Así ha ocurrido, y está ocurriendo, con un inventor de la talla de Torres Quevedo. Los niños españoles saben quién es Galileo, o Newton, o Marie Curie, Ramón y Cajal en el mejor de los casos, gracias a una colección de libros ilustrados generosamente distribuida en todas las bibliotecas públicas. De momento lo ignoran todo sobre el pionero español del control remoto, el aplicador, con éxito, del principio científico que permite la existencia hoy día del mando a distancia que esos mismos niños se disputan en sus casas…
Se trata de un verdadero fracaso colectivo de horizonte muy inquietante. A menos que quienes han tenido durante años la responsabilidad de evitarlo lo que realmente hayan querido es que todo quedase, más o menos, como ha estado en los últimos ochenta años.

Objetivo del ejercicio:
Devuelve completo y sin ningún cambio el texto sobre Torres Quevedo. El listado no guarda ninguna relación con el texto.

Entradas listadas:
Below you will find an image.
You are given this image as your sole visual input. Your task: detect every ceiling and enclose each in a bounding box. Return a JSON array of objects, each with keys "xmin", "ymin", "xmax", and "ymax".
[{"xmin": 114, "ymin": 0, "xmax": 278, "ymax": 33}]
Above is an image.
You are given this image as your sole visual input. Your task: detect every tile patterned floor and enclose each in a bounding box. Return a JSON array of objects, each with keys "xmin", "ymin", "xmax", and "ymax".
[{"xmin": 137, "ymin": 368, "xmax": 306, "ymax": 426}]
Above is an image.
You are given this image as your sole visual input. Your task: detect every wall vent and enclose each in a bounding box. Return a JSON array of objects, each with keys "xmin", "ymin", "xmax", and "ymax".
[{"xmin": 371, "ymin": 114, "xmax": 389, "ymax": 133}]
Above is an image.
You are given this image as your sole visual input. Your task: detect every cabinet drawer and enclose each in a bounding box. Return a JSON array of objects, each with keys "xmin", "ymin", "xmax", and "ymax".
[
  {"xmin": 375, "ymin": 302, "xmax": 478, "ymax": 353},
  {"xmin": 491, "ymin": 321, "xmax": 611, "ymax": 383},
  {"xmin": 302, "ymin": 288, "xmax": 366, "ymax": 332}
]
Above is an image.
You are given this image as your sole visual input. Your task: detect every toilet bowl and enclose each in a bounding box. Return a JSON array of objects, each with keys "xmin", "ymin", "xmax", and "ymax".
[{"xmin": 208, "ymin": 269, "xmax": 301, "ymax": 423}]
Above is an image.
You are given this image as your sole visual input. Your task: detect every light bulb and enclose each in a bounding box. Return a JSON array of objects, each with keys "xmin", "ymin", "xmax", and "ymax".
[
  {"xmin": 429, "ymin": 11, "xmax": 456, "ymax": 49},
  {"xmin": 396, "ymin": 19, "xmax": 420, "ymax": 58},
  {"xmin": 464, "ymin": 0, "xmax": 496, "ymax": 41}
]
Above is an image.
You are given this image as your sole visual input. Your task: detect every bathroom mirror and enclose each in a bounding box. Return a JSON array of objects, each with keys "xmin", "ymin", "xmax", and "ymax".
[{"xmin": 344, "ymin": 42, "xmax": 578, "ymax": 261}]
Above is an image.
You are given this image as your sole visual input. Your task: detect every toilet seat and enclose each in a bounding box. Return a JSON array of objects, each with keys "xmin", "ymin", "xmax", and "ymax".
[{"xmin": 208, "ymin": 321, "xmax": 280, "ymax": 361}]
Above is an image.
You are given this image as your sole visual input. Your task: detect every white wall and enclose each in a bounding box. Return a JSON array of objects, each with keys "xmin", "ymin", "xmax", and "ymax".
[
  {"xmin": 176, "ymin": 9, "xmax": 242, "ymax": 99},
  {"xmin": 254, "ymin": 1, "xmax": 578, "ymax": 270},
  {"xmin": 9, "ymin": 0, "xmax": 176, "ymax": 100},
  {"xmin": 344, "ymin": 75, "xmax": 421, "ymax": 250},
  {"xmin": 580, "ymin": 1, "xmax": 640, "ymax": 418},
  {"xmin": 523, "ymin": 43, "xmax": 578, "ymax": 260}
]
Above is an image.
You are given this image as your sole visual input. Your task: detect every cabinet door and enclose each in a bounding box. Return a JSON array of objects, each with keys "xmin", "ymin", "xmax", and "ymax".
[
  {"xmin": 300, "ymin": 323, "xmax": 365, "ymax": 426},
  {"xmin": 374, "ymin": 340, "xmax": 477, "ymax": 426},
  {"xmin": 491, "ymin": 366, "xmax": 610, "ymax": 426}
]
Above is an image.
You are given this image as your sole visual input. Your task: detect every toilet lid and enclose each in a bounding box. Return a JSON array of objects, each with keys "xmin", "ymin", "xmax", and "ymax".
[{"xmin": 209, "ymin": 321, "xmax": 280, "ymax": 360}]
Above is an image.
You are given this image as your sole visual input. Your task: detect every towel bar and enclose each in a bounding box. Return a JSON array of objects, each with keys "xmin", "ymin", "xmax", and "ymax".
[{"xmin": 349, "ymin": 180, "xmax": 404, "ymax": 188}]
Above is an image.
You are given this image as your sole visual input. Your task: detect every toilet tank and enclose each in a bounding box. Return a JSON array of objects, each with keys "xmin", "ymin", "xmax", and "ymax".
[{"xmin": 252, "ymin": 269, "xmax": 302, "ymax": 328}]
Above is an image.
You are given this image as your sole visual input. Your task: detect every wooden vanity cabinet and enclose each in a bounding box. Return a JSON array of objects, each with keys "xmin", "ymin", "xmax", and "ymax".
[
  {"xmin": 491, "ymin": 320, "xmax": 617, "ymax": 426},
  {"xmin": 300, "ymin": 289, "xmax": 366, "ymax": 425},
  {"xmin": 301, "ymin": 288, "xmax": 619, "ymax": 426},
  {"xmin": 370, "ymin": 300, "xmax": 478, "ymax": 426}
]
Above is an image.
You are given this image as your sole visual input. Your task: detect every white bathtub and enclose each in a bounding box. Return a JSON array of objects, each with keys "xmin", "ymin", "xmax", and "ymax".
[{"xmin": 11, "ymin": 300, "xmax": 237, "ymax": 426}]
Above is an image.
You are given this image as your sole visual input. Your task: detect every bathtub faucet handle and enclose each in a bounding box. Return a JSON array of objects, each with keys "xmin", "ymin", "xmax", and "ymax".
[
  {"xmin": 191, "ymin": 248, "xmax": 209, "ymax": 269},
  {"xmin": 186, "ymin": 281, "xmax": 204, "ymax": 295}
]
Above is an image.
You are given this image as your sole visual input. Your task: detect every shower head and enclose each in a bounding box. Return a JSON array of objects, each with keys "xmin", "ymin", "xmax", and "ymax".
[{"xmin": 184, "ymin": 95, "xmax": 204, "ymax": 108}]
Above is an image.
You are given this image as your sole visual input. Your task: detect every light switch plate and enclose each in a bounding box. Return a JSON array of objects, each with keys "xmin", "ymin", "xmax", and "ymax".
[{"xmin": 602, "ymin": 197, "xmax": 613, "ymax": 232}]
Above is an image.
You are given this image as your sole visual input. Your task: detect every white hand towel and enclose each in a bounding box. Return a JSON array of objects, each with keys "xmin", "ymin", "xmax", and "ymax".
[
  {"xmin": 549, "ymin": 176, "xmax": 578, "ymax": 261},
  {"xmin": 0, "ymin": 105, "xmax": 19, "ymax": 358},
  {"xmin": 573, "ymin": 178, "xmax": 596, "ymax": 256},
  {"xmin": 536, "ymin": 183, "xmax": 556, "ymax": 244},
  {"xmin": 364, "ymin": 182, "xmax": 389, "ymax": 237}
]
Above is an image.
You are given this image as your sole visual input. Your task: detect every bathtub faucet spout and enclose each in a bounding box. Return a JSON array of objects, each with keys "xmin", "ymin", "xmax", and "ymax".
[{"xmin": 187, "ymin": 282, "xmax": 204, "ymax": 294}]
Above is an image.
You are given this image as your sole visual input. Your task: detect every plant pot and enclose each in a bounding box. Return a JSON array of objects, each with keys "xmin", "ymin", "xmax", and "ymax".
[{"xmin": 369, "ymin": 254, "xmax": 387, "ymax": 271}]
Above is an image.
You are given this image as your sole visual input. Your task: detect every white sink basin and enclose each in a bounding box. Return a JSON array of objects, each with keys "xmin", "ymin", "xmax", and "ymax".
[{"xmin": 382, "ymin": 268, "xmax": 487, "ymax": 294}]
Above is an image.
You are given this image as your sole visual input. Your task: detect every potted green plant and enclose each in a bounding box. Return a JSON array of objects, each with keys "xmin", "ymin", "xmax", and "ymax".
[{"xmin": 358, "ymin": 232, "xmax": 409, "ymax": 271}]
--
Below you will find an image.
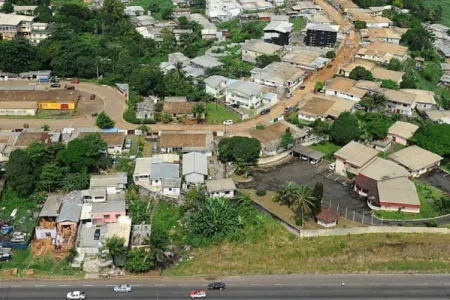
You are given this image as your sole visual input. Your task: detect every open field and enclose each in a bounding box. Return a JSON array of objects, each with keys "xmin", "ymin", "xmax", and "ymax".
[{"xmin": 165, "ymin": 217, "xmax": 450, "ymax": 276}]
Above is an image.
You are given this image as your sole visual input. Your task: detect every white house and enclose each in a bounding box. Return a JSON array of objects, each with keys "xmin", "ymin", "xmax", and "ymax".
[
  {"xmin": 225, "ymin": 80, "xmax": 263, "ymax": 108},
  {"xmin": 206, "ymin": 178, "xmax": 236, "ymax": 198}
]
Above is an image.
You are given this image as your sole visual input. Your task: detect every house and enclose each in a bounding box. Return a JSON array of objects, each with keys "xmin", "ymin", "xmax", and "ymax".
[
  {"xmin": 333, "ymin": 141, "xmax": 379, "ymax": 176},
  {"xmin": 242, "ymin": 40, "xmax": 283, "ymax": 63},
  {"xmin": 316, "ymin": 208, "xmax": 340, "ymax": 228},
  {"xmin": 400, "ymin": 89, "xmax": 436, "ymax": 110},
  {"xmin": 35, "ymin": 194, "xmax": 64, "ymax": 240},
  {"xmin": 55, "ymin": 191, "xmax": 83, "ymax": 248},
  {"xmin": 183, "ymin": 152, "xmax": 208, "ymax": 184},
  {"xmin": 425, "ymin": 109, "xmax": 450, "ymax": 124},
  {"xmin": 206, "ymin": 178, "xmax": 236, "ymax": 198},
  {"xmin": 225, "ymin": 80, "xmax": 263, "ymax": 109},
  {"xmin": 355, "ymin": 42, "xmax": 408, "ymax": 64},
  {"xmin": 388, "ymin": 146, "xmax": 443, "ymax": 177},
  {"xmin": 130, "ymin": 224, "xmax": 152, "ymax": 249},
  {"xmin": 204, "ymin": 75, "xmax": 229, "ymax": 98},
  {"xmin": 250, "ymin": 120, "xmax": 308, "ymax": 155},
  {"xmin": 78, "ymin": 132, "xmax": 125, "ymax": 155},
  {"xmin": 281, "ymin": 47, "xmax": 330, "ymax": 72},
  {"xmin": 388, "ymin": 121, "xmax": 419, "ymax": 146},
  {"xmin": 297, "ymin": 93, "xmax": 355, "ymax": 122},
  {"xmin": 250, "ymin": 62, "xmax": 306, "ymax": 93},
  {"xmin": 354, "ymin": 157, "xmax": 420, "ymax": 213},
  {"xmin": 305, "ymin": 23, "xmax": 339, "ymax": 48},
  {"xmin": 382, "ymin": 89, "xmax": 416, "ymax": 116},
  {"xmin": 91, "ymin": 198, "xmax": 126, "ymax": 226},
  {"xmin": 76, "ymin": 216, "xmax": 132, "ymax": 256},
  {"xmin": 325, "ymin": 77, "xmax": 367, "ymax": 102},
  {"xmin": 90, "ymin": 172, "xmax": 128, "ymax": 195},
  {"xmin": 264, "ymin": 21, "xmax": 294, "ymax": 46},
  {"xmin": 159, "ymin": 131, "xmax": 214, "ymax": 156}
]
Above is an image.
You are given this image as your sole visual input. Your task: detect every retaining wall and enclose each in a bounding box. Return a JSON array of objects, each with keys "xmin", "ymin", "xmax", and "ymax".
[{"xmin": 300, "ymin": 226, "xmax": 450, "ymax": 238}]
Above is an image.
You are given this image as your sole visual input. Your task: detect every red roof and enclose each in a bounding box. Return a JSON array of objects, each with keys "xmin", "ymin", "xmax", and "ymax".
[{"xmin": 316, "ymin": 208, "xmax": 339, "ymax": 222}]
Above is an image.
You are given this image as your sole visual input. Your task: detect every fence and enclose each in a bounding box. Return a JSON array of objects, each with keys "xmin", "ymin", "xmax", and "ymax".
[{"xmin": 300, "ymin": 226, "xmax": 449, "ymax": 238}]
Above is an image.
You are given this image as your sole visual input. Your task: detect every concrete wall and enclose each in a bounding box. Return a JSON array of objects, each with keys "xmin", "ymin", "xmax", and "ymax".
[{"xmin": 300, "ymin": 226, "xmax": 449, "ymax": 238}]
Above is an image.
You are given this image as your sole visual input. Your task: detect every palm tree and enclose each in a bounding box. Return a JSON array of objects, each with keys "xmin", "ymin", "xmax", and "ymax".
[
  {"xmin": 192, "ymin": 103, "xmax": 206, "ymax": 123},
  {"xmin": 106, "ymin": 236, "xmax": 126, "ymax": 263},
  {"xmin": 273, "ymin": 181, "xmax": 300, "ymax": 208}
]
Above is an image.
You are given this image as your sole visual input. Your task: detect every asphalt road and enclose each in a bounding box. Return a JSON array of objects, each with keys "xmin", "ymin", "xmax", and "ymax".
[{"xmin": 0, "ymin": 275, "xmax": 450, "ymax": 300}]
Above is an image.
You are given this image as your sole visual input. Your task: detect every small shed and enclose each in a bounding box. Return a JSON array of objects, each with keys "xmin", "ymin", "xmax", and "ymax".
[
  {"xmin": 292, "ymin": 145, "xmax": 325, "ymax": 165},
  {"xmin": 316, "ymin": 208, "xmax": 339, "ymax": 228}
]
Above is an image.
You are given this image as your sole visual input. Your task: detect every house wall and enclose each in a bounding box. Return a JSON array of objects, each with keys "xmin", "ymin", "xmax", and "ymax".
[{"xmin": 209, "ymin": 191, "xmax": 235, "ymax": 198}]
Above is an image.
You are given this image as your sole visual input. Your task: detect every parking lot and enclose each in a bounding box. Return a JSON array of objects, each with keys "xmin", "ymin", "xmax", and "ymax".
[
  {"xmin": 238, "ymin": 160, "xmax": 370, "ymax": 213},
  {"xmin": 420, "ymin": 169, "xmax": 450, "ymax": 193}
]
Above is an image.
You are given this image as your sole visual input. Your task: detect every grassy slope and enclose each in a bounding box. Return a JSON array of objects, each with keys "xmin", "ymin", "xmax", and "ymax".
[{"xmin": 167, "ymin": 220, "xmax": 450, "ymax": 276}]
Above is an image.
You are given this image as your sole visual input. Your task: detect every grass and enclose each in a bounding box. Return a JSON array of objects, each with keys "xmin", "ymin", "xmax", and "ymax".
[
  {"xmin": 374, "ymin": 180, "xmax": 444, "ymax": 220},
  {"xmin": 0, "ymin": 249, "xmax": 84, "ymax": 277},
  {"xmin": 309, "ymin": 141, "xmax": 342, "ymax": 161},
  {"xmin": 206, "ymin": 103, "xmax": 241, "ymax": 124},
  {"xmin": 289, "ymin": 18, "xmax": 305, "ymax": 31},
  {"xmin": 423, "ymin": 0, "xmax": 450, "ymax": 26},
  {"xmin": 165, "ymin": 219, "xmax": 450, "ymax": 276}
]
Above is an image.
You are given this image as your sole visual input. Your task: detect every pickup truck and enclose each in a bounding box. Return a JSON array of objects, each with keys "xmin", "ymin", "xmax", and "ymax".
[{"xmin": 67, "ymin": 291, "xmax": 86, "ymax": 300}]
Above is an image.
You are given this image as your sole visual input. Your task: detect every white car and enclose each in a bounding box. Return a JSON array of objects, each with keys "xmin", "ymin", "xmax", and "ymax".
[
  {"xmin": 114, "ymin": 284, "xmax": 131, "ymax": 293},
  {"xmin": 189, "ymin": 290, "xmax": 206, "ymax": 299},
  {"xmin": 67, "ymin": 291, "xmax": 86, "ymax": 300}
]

Solución:
Así ha ocurrido, y está ocurriendo, con un inventor de la talla de Torres Quevedo. Los niños españoles saben quién es Galileo, o Newton, o Marie Curie, Ramón y Cajal en el mejor de los casos, gracias a una colección de libros ilustrados generosamente distribuida en todas las bibliotecas públicas. De momento lo ignoran todo sobre el pionero español del control remoto, el aplicador, con éxito, del principio científico que permite la existencia hoy día del mando a distancia que esos mismos niños se disputan en sus casas…
Se trata de un verdadero fracaso colectivo de horizonte muy inquietante. A menos que quienes han tenido durante años la responsabilidad de evitarlo lo que realmente hayan querido es que todo quedase, más o menos, como ha estado en los últimos ochenta años.